Supplied records ::
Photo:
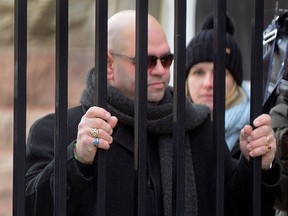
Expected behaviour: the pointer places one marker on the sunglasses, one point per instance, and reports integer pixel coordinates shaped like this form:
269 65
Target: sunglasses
165 60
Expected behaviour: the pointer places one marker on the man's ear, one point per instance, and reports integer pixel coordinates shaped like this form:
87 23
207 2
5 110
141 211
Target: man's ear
110 64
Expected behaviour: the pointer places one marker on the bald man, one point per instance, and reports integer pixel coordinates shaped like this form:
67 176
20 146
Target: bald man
91 128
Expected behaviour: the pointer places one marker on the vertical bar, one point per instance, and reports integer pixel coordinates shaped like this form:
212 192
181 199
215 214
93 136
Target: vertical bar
178 157
101 15
61 96
140 147
256 97
20 94
219 98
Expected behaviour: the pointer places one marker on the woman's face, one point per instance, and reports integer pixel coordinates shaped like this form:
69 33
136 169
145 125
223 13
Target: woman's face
200 83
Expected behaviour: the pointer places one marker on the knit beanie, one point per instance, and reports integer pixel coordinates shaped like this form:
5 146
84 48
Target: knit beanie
200 49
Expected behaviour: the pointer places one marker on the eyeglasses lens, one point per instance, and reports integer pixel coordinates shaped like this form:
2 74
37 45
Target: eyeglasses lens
166 60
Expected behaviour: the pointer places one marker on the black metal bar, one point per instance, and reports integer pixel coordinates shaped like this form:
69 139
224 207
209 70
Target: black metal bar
20 102
61 105
219 98
178 157
101 15
256 97
140 146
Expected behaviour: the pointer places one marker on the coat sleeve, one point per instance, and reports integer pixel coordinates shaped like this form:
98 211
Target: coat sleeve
279 115
39 179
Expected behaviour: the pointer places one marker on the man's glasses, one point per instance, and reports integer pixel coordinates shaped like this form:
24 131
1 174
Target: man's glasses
165 60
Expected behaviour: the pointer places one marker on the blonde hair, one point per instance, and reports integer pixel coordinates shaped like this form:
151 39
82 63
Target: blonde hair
233 97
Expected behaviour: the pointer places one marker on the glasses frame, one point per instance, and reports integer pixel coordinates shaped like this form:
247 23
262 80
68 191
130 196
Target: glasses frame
151 59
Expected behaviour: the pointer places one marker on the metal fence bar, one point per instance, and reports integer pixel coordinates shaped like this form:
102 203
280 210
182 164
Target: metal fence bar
140 130
19 124
256 97
219 98
178 156
20 95
101 11
61 105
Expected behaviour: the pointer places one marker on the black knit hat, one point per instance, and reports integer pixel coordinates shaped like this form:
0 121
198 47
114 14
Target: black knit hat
200 49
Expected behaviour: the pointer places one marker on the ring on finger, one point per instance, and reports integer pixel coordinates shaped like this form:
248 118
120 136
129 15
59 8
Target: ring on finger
96 142
268 147
94 132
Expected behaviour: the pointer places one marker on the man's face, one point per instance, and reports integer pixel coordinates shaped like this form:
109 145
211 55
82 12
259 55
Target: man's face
158 75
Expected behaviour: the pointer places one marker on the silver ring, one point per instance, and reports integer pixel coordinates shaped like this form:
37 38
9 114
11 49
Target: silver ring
94 132
96 142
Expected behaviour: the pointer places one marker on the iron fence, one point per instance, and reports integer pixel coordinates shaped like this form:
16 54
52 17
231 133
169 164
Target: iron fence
20 74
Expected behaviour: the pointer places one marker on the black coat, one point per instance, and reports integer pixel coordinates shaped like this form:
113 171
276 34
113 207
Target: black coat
120 174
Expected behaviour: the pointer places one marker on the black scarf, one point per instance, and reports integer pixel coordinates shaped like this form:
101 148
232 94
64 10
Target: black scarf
160 122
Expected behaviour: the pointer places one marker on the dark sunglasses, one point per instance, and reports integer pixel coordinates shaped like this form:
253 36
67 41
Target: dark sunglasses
165 60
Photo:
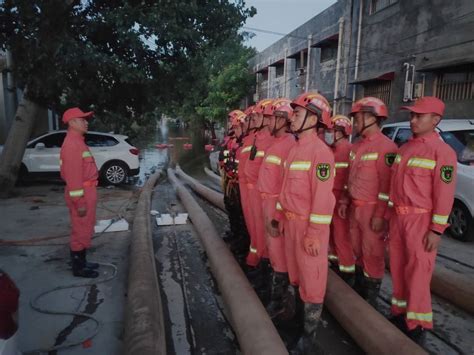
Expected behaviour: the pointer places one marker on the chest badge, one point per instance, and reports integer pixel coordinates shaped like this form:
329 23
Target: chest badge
323 171
447 173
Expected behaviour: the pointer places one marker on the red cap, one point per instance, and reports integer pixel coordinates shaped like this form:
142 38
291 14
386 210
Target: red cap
76 112
427 104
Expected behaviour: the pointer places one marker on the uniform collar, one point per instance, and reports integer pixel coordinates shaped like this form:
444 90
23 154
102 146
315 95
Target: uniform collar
75 134
373 137
432 135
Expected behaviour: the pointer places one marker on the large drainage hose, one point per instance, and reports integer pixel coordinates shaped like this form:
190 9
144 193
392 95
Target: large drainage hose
144 324
216 198
371 331
214 177
254 329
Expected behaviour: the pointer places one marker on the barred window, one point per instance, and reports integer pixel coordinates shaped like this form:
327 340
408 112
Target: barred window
456 86
381 89
377 5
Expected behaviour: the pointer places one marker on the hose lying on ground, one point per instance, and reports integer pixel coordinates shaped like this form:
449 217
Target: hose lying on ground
254 329
354 314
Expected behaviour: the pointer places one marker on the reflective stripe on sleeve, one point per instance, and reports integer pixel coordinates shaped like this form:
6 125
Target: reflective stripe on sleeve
343 268
300 165
423 317
440 219
320 218
369 156
416 162
341 165
383 197
273 159
76 193
399 303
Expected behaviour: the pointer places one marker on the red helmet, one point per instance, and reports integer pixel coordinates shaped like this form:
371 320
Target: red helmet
316 104
260 106
372 105
341 121
279 107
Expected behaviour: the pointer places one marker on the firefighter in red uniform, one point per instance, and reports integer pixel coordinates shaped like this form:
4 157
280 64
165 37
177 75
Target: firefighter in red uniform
422 191
79 171
368 185
239 243
340 243
306 204
269 183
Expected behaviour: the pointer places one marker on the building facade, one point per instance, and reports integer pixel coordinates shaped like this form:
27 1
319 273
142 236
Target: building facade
396 50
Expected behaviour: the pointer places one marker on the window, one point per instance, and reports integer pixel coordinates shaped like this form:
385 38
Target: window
403 135
98 140
455 86
389 131
377 5
381 89
329 51
54 140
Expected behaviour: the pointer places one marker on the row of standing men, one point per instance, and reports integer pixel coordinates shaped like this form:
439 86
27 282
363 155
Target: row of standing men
306 194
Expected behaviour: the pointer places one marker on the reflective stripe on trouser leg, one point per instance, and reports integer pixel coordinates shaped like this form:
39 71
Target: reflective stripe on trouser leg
275 245
257 233
342 243
418 269
397 268
82 228
312 270
291 229
373 245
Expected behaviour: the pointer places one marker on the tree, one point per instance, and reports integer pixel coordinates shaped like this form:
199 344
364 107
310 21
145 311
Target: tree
120 57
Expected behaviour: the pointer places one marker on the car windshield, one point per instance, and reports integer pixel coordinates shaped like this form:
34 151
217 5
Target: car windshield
463 144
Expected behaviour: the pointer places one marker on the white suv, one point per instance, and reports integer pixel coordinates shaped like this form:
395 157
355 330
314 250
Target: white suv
115 157
459 134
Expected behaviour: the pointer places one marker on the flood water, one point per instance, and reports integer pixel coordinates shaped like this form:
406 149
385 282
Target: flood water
192 161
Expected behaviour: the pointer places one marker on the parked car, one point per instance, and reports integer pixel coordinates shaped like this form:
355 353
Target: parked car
115 156
459 134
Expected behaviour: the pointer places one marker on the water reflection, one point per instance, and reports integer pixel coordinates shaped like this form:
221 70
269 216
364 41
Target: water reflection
191 161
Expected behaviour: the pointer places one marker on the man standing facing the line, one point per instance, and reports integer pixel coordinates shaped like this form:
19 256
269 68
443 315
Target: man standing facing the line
422 191
79 171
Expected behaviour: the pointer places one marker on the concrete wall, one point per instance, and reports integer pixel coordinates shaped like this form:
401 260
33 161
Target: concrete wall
430 36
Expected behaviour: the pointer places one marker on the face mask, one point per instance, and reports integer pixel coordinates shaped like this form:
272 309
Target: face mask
329 137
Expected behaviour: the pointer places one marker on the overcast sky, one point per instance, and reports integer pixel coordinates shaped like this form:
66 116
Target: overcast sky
281 16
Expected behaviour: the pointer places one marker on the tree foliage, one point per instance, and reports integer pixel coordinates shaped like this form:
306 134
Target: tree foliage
122 58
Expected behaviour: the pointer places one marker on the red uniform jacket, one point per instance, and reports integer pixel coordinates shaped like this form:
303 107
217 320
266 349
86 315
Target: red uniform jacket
77 167
424 176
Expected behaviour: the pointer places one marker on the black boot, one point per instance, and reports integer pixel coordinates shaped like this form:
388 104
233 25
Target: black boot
307 344
348 277
417 335
79 268
279 289
372 289
88 265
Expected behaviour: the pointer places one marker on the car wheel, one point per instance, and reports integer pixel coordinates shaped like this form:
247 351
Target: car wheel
114 173
461 223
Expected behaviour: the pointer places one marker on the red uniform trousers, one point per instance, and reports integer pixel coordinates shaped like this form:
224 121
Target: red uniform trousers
309 272
368 247
340 240
254 219
82 228
411 268
275 245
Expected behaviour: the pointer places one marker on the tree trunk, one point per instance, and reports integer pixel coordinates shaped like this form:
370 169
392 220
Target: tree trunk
15 145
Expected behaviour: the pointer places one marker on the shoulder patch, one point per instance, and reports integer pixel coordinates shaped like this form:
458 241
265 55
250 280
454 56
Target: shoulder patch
323 171
390 158
447 173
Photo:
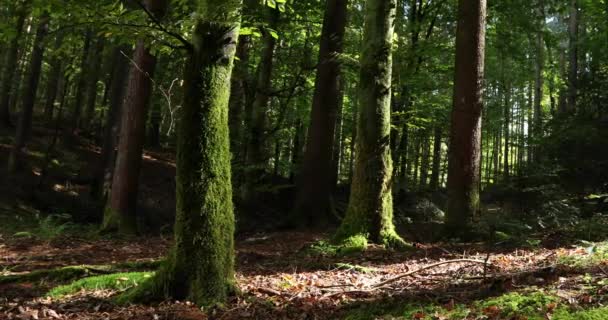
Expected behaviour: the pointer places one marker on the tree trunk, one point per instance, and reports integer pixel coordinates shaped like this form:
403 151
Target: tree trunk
96 59
465 132
507 132
82 81
434 185
119 214
24 127
573 56
53 80
200 267
370 207
103 174
10 66
313 205
257 147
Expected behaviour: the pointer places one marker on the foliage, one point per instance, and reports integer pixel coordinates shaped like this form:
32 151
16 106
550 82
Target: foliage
114 282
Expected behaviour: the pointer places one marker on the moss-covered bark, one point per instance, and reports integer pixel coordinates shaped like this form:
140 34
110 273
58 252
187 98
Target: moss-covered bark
200 267
370 208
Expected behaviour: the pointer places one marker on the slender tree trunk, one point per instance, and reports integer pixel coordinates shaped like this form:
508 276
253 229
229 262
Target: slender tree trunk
573 56
370 207
53 81
257 148
103 173
82 81
465 132
313 203
96 60
24 127
507 131
200 267
434 185
119 214
10 65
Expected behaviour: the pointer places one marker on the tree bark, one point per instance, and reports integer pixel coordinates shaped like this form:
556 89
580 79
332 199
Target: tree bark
96 59
103 173
465 132
119 214
82 81
370 207
53 81
313 204
24 127
10 65
573 56
200 266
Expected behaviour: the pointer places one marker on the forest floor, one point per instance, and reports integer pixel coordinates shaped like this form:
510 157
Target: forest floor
54 266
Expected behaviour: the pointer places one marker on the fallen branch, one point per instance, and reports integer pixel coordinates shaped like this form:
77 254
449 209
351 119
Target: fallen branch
410 273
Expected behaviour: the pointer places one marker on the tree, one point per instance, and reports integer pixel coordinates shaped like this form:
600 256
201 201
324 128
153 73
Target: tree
24 127
120 211
370 207
10 65
313 204
200 266
465 131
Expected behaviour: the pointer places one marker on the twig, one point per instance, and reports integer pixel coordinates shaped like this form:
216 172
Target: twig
407 274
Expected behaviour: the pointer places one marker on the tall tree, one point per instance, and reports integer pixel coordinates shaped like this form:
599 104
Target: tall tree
24 127
10 64
370 207
313 204
465 131
200 267
122 204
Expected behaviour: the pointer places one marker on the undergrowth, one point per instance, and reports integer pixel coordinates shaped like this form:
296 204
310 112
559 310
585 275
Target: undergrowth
116 282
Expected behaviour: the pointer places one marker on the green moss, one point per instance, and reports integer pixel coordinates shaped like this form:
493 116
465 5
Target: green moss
74 272
518 304
116 281
596 253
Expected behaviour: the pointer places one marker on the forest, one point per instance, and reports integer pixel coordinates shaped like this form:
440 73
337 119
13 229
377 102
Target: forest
312 159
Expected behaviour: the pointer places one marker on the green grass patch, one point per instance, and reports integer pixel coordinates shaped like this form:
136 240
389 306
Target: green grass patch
116 281
596 253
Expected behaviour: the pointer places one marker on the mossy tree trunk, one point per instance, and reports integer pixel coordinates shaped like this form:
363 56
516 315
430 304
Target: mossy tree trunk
24 127
465 134
200 267
10 64
315 184
370 208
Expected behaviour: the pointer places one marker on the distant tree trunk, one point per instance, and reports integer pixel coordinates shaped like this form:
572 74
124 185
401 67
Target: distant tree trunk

Requirement ::
In the listing above, find the lines holding the word "distant" and copy them.

Result below ::
Expected behaviour: the pointer places one marker on the distant tree trunk, one point per instance, and reports integer pixel coordinates shaped like this form:
Target: distant tree trunk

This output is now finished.